▸ Source text:
>>>
Under the Coastal Area Facility Review Act, the New Jersey Department of Environmental Protection approved the project in February 2002 with restrictions; due to the presence of endangered species and location in a coastal zone, the agency banned future development on 18 of the 29 acre site. The building and parking lot would take up 7.16 acre, access roads would take up 1 acre, and water basins would consist of 4.14 acre. The land was also located on Green Acres-designated land. In exchange for developing on protected grounds, the Cape May County Freeholders requested that the land be diverted, using $150,000 for new open space lands and $500,000 to buy new parks, totaling 127 acre of newly protected land.

Despite signatures from over 1,500 residents in opposition, the New Jersey State House Commission unanimously approved the project on September 19, 2002. On October 3, college, county, and state officials - including Governor Jim McGreevey - attended the groundbreaking ceremony for the new Cape May campus. Three days later, the Superior Court of New Jersey Appellate Division supported the decision to divert the park lands for the project. After the groundbreaking, the lands were cleared, and construction began in earnest in March 2004. That August, the Atlantic Cape Board of Trustees petitioned the New Jersey Commission on Higher Education to designate the new facility as a comprehensive, full service branch campus; this was approved in July 2005. On August 24, 2005, the Cape May campus opened to a ribbon-cutting ceremony, and classes began 13 days later. The new facility ultimately cost $15.4 million, $5.4 million more than the projected cost.

==Student life==
The college's archery team has been successful over the years, winning national team championships in 1977, 1978, 1980, 2006, 2009 and 2014.
<<<
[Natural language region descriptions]
>>>
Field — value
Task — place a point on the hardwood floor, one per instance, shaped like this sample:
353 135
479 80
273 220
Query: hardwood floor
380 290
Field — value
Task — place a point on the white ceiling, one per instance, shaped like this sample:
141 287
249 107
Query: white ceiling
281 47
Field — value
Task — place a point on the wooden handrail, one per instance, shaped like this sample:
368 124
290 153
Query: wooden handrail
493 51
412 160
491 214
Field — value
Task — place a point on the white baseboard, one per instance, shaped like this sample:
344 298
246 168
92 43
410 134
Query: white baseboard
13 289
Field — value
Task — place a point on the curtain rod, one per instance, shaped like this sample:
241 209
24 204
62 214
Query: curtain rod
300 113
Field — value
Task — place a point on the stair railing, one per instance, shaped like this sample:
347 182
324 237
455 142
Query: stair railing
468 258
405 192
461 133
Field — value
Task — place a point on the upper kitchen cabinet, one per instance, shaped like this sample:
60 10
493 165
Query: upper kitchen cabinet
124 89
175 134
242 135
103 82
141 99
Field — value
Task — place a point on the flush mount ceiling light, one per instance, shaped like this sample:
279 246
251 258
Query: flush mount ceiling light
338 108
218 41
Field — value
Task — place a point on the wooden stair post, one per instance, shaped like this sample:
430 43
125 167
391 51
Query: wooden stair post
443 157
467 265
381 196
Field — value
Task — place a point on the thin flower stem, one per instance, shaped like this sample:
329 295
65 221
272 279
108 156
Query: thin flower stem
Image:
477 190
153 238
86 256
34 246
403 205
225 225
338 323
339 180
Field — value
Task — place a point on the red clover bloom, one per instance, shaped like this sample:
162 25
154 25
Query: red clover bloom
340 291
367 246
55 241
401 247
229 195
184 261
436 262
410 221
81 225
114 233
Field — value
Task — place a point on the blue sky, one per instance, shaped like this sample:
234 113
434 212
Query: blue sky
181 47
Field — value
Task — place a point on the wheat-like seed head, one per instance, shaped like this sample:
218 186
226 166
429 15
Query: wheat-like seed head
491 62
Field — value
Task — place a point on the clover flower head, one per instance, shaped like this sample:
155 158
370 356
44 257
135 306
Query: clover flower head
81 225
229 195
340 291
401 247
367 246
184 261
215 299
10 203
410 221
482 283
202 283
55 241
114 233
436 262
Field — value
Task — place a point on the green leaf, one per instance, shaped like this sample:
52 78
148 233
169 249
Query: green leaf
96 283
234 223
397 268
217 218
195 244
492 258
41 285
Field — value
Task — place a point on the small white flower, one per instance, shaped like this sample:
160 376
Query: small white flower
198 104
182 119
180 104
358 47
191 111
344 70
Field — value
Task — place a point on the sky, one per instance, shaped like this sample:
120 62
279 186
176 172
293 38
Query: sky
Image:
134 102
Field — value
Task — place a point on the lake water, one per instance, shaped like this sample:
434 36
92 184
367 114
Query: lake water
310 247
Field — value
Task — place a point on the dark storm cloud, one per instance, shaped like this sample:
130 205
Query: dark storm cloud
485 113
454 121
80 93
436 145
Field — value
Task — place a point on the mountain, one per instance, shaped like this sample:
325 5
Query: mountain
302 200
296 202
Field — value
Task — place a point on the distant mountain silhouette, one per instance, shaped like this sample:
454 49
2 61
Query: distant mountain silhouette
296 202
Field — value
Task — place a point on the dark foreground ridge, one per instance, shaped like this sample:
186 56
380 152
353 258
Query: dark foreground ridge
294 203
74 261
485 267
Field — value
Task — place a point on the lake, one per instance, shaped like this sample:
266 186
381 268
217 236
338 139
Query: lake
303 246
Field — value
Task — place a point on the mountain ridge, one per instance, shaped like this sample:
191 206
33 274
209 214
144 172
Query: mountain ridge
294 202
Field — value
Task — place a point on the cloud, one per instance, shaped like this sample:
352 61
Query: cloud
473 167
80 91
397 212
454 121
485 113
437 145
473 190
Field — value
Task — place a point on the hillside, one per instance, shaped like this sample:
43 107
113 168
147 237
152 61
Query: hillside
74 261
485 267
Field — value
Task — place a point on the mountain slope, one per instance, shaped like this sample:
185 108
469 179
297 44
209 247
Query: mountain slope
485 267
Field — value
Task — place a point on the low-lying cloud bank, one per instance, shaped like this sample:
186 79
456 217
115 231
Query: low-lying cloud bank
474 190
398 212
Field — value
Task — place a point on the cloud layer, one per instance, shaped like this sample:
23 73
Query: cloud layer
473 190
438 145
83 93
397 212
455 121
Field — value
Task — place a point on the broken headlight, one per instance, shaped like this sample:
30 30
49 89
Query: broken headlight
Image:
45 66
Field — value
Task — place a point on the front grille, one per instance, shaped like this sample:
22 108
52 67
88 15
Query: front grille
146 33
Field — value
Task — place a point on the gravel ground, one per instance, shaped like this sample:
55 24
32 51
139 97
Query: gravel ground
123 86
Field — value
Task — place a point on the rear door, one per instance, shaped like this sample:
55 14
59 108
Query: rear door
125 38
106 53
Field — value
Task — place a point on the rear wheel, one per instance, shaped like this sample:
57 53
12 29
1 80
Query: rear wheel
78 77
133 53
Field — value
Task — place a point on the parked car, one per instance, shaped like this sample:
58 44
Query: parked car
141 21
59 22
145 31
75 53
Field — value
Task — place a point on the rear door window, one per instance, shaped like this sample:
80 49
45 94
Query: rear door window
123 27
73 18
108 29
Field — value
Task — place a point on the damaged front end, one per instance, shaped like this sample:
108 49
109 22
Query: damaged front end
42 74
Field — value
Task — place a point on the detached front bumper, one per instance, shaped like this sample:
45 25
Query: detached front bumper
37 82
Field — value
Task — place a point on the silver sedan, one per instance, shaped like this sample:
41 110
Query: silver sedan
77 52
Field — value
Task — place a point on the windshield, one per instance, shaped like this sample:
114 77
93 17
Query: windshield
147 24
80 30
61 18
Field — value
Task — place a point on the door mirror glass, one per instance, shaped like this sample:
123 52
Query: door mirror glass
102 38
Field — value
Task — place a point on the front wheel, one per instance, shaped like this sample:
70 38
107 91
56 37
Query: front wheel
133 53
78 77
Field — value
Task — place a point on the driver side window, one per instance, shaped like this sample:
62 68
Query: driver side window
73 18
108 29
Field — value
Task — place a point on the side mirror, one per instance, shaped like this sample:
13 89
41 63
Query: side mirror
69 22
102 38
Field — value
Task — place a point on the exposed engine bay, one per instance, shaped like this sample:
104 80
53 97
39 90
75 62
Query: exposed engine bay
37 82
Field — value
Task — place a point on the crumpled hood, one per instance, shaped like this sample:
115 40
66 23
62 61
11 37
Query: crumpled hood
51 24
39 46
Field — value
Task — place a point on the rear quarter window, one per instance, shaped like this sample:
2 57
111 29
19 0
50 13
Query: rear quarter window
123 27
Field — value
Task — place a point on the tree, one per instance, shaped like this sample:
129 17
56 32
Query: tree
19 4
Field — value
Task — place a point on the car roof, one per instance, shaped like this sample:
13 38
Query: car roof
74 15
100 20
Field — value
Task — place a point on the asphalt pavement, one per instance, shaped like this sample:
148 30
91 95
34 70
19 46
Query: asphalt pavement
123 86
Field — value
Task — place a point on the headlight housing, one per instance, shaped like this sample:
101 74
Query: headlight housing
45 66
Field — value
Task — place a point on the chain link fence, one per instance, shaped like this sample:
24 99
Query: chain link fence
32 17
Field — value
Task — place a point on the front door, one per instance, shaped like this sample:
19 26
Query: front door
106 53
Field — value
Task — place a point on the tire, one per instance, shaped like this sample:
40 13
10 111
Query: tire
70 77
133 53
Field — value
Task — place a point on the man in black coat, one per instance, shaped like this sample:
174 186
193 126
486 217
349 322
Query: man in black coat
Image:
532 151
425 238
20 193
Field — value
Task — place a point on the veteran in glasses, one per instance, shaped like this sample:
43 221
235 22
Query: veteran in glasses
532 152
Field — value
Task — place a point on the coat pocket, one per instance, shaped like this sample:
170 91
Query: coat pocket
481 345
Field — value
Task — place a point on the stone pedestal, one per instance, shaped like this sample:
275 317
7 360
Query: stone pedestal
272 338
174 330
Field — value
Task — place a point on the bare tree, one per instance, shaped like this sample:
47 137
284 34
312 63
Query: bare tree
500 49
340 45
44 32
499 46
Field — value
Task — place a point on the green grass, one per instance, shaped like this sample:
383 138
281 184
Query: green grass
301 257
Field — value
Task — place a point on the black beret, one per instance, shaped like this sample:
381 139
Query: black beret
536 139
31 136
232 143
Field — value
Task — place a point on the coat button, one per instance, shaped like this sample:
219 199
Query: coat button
<<<
▸ Required work:
Continue the passage about Atlantic Cape, picking up after its last sentence about the archery team.

▸ Output of the exercise:
In 2016, the Federal Communications Commission approved the license for Atlantic Cape Community College to operate a low-power FM radio station. Branded as "Radio Mays Landing", the station had the call sign of WRML-LP, broadcast at the frequency of 107.9 MHz. The station utilizes a 81.7 m airport surveillance radar tower located at the west end of the Mays Landing campus, which was built in 1996. The station broadcasts a collection of music programs and talk shows that are programmed by current students and alumni.

==Notable alumni==
- Lorenzo Langford (born c. 1955), politician who served from 2008 to 2014 as Mayor of Atlantic City, New Jersey.
- Aaron McCargo Jr. (born 1971), chef, TV personality and TV show host, best known as the winner of the fourth season of the Food Network's reality television show, The Next Food Network Star.
- Michael Schlow (born c. 1964), chef and restaurateur who attended the Academy of Culinary Arts.
- Al Szolack (born c. 1950), retired basketball player best known for his time spent on the Washington Generals, the traveling exhibition team who plays against, and almost always loses to, the Harlem Globetrotters.

==Notable faculty==
- Andrew Fields, collegiate basketball coach and a retired professional basketball player who was named as men's baseball head coach in 2011.